[Data Boundary: Start]
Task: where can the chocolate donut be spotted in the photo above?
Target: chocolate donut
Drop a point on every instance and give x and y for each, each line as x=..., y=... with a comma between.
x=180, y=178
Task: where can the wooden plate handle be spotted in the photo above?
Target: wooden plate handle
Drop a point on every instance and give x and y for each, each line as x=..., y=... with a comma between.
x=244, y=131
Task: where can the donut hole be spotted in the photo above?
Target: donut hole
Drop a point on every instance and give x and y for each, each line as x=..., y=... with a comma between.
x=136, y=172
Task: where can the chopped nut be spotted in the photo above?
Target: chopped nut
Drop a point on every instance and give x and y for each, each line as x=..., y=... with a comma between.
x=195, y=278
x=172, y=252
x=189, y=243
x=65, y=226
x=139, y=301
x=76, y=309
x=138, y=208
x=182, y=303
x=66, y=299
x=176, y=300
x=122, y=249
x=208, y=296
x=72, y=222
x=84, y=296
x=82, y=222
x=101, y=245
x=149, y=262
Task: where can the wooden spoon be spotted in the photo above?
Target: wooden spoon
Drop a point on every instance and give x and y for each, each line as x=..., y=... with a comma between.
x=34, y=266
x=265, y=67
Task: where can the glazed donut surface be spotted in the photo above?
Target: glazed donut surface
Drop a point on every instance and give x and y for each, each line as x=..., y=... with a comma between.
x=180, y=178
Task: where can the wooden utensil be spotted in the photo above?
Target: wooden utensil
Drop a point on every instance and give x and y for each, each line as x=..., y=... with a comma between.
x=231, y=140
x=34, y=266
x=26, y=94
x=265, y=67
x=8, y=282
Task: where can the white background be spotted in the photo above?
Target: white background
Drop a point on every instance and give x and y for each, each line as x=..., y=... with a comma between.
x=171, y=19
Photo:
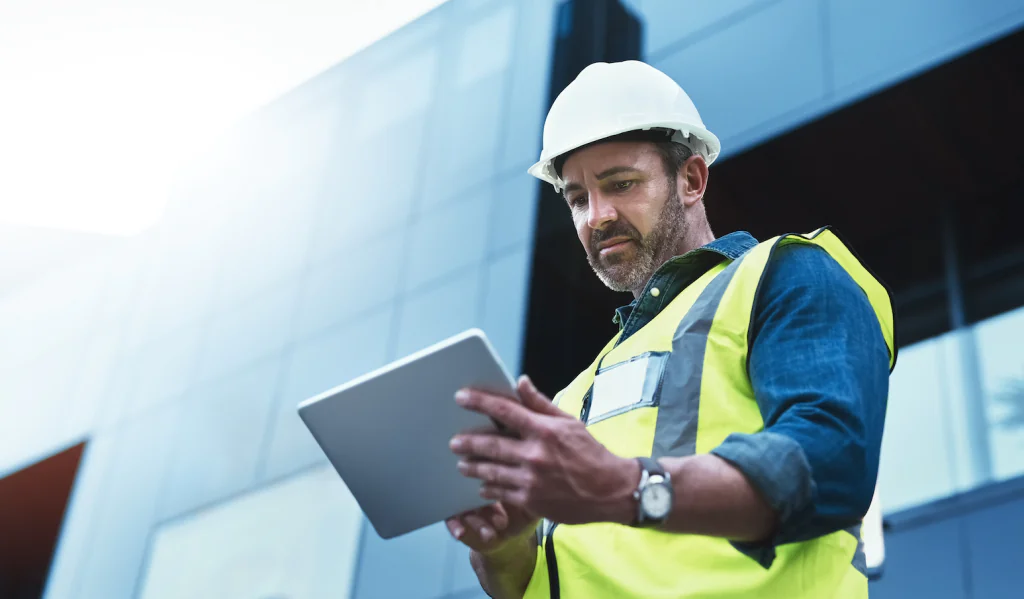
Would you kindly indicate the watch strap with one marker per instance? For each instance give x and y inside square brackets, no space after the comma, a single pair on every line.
[648,468]
[651,466]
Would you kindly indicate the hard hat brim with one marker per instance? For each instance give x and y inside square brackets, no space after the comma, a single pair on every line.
[544,169]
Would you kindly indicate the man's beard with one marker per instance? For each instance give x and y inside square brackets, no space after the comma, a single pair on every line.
[631,273]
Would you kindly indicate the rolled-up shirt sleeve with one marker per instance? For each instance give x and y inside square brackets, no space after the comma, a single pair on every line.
[819,369]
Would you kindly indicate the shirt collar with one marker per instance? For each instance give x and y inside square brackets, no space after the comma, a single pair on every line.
[730,247]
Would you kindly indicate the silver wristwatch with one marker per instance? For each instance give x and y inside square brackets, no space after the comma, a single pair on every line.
[653,496]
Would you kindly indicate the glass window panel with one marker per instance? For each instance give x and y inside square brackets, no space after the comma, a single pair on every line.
[432,314]
[224,423]
[127,505]
[297,539]
[739,89]
[449,239]
[526,98]
[464,153]
[485,46]
[76,540]
[422,557]
[166,367]
[340,287]
[93,375]
[315,366]
[515,208]
[505,306]
[667,22]
[396,92]
[248,332]
[918,461]
[1000,353]
[368,194]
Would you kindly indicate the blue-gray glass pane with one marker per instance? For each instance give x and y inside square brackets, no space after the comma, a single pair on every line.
[245,333]
[432,314]
[359,277]
[420,557]
[924,562]
[485,46]
[396,92]
[448,239]
[464,150]
[224,424]
[127,505]
[266,243]
[1001,365]
[165,368]
[461,574]
[526,105]
[873,41]
[98,362]
[368,193]
[315,366]
[505,304]
[742,89]
[512,218]
[994,550]
[179,284]
[667,23]
[76,542]
[919,460]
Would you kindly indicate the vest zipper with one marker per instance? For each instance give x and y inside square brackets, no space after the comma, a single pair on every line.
[554,590]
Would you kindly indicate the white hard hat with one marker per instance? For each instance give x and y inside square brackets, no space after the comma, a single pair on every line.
[606,99]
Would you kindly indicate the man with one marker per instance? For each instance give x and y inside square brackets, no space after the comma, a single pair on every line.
[725,442]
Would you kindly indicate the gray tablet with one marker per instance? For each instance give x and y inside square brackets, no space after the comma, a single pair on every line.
[387,432]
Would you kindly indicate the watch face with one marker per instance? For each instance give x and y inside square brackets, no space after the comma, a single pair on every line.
[656,501]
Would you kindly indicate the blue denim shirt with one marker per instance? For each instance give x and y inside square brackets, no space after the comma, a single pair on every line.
[819,369]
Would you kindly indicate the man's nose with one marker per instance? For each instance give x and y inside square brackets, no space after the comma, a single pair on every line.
[601,212]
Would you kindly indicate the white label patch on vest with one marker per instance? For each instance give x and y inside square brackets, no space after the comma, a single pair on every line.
[624,386]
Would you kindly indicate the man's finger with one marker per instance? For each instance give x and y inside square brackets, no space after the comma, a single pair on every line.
[515,497]
[493,473]
[508,412]
[480,526]
[489,446]
[455,527]
[535,399]
[498,516]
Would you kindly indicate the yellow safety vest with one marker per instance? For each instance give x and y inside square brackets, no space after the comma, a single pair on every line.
[686,407]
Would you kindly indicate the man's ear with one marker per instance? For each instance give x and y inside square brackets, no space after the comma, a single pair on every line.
[692,179]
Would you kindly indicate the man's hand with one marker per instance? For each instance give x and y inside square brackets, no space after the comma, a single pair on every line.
[491,528]
[556,469]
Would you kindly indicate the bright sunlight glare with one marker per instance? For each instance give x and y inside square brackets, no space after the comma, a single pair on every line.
[101,100]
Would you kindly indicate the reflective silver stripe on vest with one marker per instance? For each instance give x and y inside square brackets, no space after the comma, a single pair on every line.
[859,559]
[679,400]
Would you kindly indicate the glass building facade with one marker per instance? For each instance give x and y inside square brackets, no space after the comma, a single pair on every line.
[384,206]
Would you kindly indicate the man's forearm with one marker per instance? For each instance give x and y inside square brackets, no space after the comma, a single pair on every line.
[506,572]
[714,499]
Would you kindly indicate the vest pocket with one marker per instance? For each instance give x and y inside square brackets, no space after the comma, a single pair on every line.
[627,385]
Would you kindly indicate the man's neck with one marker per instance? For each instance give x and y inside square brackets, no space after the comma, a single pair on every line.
[691,240]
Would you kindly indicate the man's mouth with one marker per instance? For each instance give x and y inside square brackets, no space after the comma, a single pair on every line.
[612,246]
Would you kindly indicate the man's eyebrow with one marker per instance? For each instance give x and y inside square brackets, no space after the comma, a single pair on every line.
[601,175]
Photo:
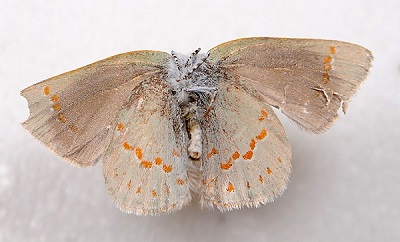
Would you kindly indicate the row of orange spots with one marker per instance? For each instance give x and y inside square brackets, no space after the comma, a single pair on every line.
[57,107]
[249,154]
[264,115]
[144,163]
[328,64]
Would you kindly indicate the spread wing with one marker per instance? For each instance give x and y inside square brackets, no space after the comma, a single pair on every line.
[145,163]
[308,79]
[246,154]
[72,113]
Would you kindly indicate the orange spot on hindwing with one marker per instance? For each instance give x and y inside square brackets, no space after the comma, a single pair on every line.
[54,98]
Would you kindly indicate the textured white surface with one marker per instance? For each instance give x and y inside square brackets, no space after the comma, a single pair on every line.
[344,185]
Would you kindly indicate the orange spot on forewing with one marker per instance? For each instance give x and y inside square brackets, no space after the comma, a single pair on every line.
[235,155]
[262,134]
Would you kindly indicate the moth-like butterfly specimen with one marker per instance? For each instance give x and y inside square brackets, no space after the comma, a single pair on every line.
[168,126]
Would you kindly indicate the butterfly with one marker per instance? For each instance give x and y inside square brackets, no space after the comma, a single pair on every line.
[169,126]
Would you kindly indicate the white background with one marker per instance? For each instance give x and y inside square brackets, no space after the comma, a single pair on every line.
[345,182]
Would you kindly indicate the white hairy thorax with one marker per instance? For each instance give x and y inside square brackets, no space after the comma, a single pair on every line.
[191,85]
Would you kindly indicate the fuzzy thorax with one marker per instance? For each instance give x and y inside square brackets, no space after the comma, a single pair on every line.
[191,85]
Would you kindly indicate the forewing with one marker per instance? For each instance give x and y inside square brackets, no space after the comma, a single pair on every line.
[247,157]
[145,163]
[72,113]
[308,79]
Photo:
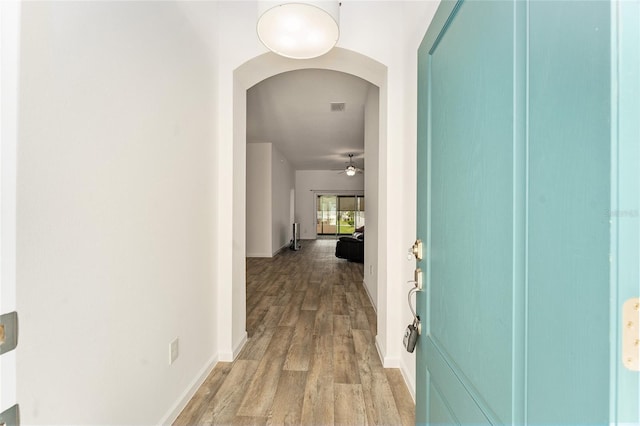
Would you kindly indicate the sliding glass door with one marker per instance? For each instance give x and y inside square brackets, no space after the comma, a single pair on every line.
[339,214]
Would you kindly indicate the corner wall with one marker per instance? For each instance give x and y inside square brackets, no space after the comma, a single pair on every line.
[371,140]
[259,200]
[114,206]
[282,185]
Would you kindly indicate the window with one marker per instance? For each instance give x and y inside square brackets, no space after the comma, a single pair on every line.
[339,214]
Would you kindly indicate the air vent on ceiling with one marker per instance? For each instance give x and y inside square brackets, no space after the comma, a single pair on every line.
[337,106]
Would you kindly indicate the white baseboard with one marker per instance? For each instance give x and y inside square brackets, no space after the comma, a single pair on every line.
[231,356]
[410,382]
[191,390]
[258,255]
[240,345]
[390,362]
[366,289]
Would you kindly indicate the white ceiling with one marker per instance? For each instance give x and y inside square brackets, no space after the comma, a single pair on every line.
[293,111]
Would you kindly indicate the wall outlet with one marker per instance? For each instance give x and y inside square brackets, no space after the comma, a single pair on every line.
[174,351]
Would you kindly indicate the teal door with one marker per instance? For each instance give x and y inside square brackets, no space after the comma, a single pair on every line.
[515,158]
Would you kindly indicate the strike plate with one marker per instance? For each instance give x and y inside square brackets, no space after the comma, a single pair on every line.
[631,334]
[8,332]
[10,417]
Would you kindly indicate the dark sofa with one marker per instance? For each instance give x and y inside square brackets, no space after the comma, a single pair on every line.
[351,248]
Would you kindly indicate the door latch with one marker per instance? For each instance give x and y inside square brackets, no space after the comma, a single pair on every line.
[8,332]
[10,417]
[631,334]
[416,250]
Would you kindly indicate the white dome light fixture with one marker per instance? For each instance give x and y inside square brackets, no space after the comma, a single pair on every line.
[299,30]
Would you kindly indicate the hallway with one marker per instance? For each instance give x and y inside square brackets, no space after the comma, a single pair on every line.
[311,356]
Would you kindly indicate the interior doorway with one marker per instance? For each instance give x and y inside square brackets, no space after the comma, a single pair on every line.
[233,301]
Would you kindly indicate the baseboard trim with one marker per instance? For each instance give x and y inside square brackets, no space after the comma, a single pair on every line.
[366,289]
[240,345]
[409,381]
[171,416]
[389,362]
[259,255]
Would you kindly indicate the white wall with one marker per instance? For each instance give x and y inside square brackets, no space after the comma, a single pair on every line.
[259,200]
[371,142]
[283,182]
[114,203]
[270,179]
[324,181]
[9,58]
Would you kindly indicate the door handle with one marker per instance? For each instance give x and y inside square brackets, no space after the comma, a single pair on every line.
[8,332]
[416,250]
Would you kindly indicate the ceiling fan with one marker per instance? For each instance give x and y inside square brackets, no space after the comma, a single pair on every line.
[351,168]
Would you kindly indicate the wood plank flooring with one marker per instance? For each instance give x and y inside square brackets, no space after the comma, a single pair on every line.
[311,357]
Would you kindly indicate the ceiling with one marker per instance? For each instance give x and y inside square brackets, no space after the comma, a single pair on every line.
[293,111]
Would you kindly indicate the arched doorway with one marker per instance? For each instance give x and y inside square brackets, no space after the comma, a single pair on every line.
[233,294]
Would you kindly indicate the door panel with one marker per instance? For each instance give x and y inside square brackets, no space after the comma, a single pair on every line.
[470,231]
[524,108]
[568,204]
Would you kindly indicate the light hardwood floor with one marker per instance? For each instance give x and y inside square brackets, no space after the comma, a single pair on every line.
[311,357]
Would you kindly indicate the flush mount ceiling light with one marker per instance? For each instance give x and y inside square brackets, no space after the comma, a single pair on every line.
[299,30]
[351,169]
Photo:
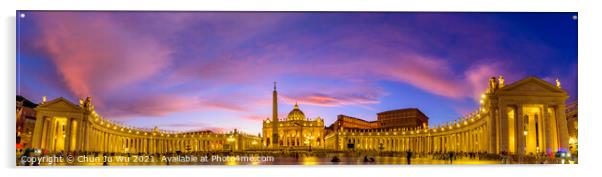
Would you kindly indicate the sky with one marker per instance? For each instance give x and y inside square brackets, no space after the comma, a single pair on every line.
[186,71]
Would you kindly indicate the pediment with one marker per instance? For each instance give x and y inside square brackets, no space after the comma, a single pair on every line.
[531,85]
[60,104]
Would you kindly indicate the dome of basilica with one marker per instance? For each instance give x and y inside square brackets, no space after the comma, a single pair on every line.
[296,114]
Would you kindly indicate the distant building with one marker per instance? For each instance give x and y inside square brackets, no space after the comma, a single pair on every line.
[294,132]
[26,119]
[347,122]
[402,118]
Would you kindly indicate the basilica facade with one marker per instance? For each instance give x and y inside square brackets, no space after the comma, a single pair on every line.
[528,116]
[295,131]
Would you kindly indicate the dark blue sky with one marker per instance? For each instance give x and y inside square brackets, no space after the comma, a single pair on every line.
[214,70]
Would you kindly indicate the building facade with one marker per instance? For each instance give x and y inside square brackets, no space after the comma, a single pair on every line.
[573,122]
[294,132]
[62,126]
[25,121]
[525,117]
[402,118]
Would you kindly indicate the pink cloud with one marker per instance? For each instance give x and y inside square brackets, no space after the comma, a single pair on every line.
[320,99]
[94,56]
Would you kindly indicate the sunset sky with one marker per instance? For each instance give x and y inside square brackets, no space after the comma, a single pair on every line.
[215,70]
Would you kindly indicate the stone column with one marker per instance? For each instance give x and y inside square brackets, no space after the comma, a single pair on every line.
[38,131]
[492,132]
[563,135]
[520,137]
[68,135]
[503,127]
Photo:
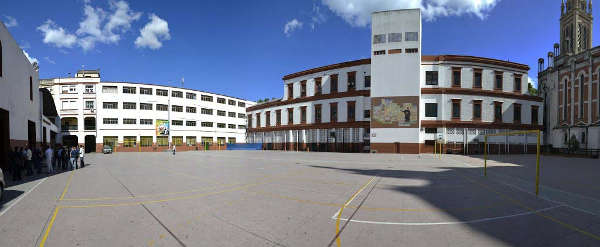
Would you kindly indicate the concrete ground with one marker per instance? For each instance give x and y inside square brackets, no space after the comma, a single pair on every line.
[264,198]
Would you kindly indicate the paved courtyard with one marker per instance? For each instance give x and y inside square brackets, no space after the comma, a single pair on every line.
[262,198]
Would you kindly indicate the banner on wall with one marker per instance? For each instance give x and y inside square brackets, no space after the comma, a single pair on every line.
[162,127]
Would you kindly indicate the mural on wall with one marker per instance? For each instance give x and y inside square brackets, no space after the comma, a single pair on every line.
[162,127]
[395,112]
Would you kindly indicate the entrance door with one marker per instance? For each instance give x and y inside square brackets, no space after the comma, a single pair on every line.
[4,138]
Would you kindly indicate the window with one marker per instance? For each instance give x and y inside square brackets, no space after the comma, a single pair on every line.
[178,140]
[129,121]
[318,113]
[534,115]
[129,105]
[517,113]
[333,82]
[318,86]
[206,111]
[129,90]
[109,89]
[129,141]
[303,89]
[518,83]
[412,36]
[162,92]
[351,111]
[190,109]
[290,116]
[332,112]
[110,121]
[379,39]
[190,141]
[162,141]
[456,80]
[177,108]
[145,141]
[89,104]
[90,89]
[497,111]
[146,91]
[430,109]
[177,94]
[109,105]
[498,81]
[145,106]
[352,81]
[456,109]
[476,109]
[303,114]
[206,98]
[190,95]
[477,78]
[395,37]
[160,107]
[431,78]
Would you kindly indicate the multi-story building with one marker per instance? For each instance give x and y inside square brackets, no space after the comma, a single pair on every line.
[569,83]
[143,117]
[399,101]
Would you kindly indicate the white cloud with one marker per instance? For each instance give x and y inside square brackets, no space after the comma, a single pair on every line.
[31,59]
[291,26]
[10,21]
[53,34]
[358,12]
[151,35]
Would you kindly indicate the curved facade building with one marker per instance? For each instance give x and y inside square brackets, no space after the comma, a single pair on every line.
[142,117]
[400,101]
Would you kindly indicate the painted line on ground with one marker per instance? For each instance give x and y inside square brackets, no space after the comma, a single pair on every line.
[452,222]
[21,197]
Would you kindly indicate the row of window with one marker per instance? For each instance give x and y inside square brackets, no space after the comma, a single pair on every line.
[431,110]
[431,78]
[333,87]
[174,108]
[132,121]
[333,114]
[395,37]
[147,141]
[164,92]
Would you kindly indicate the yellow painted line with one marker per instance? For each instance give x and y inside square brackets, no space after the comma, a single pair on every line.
[67,186]
[49,227]
[337,223]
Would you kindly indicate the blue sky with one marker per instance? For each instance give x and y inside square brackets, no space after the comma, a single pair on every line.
[242,49]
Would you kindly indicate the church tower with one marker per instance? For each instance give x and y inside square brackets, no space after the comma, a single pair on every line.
[575,26]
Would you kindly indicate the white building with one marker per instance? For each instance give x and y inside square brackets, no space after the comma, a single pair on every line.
[399,101]
[135,116]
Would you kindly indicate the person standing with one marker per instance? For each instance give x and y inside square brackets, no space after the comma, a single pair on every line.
[81,154]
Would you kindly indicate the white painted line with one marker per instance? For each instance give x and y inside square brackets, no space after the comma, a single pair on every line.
[21,197]
[451,222]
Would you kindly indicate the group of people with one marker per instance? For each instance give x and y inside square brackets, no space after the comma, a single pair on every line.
[25,159]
[Data Boundary: End]
Directions:
Every line above from the line with "Task: where can the wooden plate" to the line with "Target: donut hole" is wanted, ends included; write them out exactly and add no other line.

Task answer:
Task: where can the wooden plate handle be spotted in the photo above?
Target: wooden plate handle
Drop a point on every instance and give x and y for each, each line as x=..., y=... with a comma between.
x=244, y=131
Task: where can the donut hole be spotted in the photo above?
Target: donut hole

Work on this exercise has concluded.